Point-per-instance localization data
━━━━━━━━━━━━━━━━━━━━━━━━━━━━━━
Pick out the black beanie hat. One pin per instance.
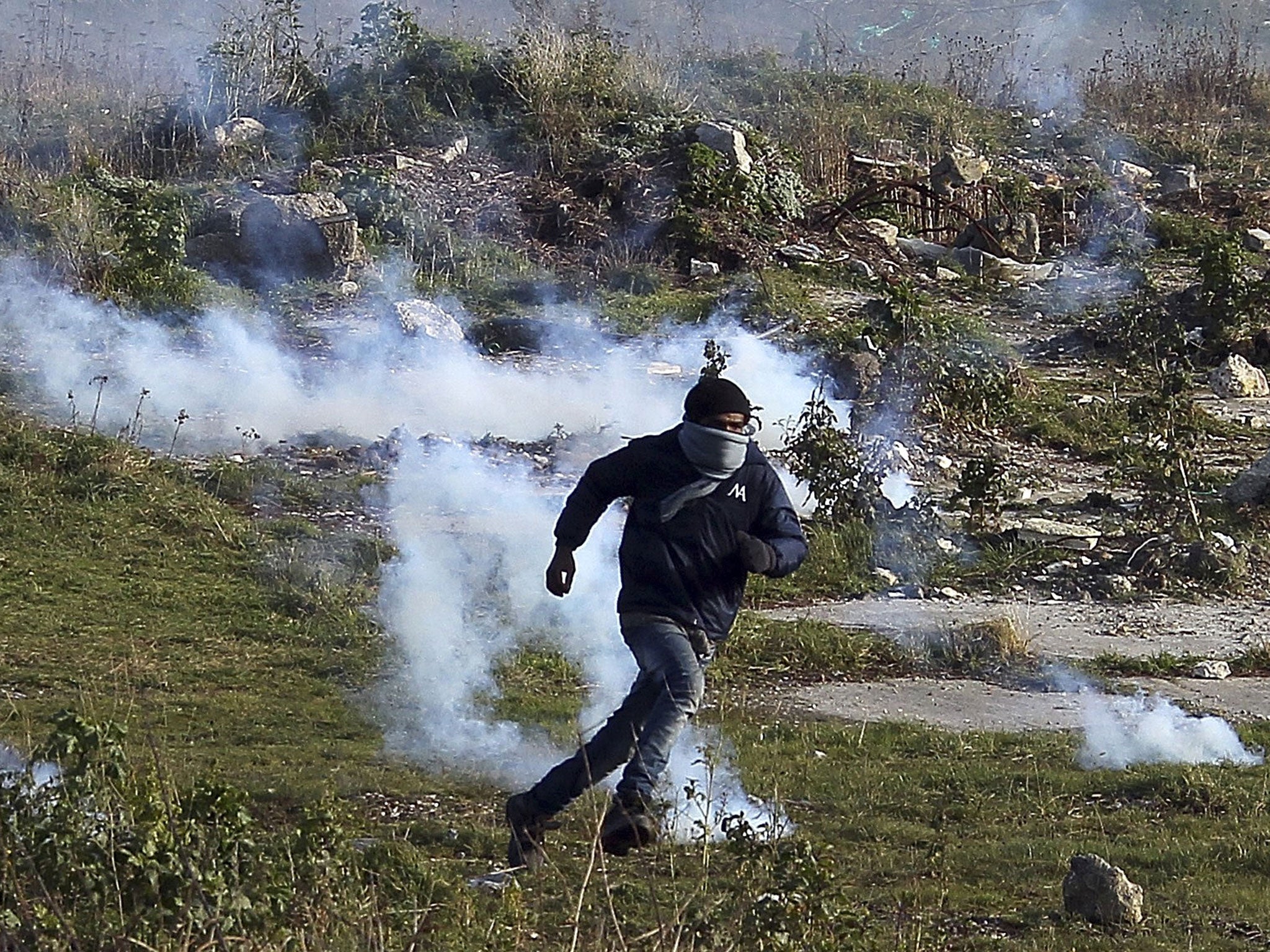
(711, 397)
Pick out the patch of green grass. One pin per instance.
(995, 566)
(541, 687)
(761, 649)
(1163, 664)
(134, 592)
(838, 565)
(136, 596)
(626, 312)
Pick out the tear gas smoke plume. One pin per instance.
(474, 527)
(1147, 729)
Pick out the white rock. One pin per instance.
(1060, 535)
(456, 149)
(660, 368)
(887, 575)
(1227, 541)
(1130, 173)
(1212, 671)
(883, 230)
(233, 134)
(922, 249)
(1235, 379)
(1256, 240)
(424, 316)
(988, 267)
(802, 252)
(728, 141)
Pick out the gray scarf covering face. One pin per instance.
(716, 454)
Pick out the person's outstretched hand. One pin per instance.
(756, 555)
(561, 573)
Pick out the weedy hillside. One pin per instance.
(1005, 319)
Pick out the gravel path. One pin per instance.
(1059, 630)
(1066, 628)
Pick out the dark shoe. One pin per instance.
(528, 831)
(629, 824)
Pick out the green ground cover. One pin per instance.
(134, 597)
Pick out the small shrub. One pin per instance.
(827, 460)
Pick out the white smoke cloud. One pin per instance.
(1143, 729)
(473, 528)
(230, 371)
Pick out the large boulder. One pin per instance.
(1236, 379)
(1253, 485)
(1101, 892)
(418, 316)
(1003, 235)
(727, 141)
(265, 239)
(986, 266)
(957, 169)
(234, 134)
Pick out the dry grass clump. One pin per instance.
(975, 646)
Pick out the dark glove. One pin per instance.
(756, 555)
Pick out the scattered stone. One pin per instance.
(1114, 586)
(1178, 178)
(856, 374)
(957, 169)
(1253, 485)
(662, 368)
(918, 248)
(1227, 541)
(1101, 892)
(424, 316)
(459, 148)
(802, 252)
(235, 134)
(1212, 671)
(887, 575)
(1236, 379)
(1132, 173)
(1059, 535)
(1015, 236)
(883, 230)
(1256, 240)
(727, 141)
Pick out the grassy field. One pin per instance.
(275, 821)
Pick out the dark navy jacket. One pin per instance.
(686, 569)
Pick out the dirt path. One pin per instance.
(1066, 628)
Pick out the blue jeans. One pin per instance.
(644, 728)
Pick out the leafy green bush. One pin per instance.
(827, 460)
━━━━━━━━━━━━━━━━━━━━━━━━━━━━━━
▶ [TASK ITEM]
Omit the images and transcribe all of the records above word for word.

▶ [EXERCISE RESPONSE]
Pick out the black beanie hat. One pin per instance.
(711, 397)
Pick out the patch of green grass. One pin per instance.
(995, 566)
(541, 687)
(761, 649)
(1163, 664)
(134, 592)
(838, 565)
(136, 596)
(626, 312)
Pick out the tear gas smoke plume. One pin per instance.
(474, 527)
(1147, 729)
Pick out the white rock. One pin per instance.
(1060, 535)
(456, 149)
(660, 368)
(887, 575)
(1227, 541)
(1130, 173)
(1212, 671)
(883, 230)
(233, 134)
(922, 249)
(1235, 379)
(1256, 240)
(424, 316)
(988, 267)
(802, 252)
(728, 141)
Pick out the gray scarf covering face. One pin per instance.
(716, 454)
Pick out the person's outstretched hand. One pin per instance.
(756, 555)
(561, 573)
Pick out the weedy hillside. One pin per instance.
(1005, 319)
Pick out the gravel path. One pin per instance.
(1059, 630)
(1066, 628)
Pick out the dark shoe. One pin per instance.
(528, 831)
(629, 824)
Pick out the green ground cover. One pin per instance.
(134, 597)
Pick out the small shrub. One pin per instance.
(827, 460)
Pick out the white smoke cloud. One pin per instance.
(1143, 729)
(473, 528)
(230, 371)
Pick out the large boulder. One pin per instance.
(1236, 379)
(1253, 485)
(1101, 892)
(418, 316)
(1003, 235)
(727, 141)
(265, 239)
(986, 266)
(957, 169)
(234, 134)
Pick out the dry grass clump. One pin per instance.
(975, 646)
Pick out the dark glove. One pin per instance.
(756, 555)
Pick out the scattered stone. One pin per instance.
(1114, 586)
(1178, 178)
(856, 374)
(957, 169)
(1253, 485)
(662, 368)
(918, 248)
(1227, 541)
(1101, 892)
(424, 316)
(459, 148)
(802, 252)
(235, 134)
(1212, 671)
(887, 575)
(1236, 379)
(1132, 173)
(1059, 535)
(1015, 236)
(883, 230)
(1256, 240)
(727, 141)
Pick out the grassy field. One pin per instance.
(275, 821)
Pick out the dark navy jacket. One pin per instance.
(686, 569)
Pick out the dirt path. One pin per instance.
(1066, 628)
Pick out the blue jeans. One pin per instance.
(644, 728)
Pick out the leafy green bush. One pin per instance.
(827, 460)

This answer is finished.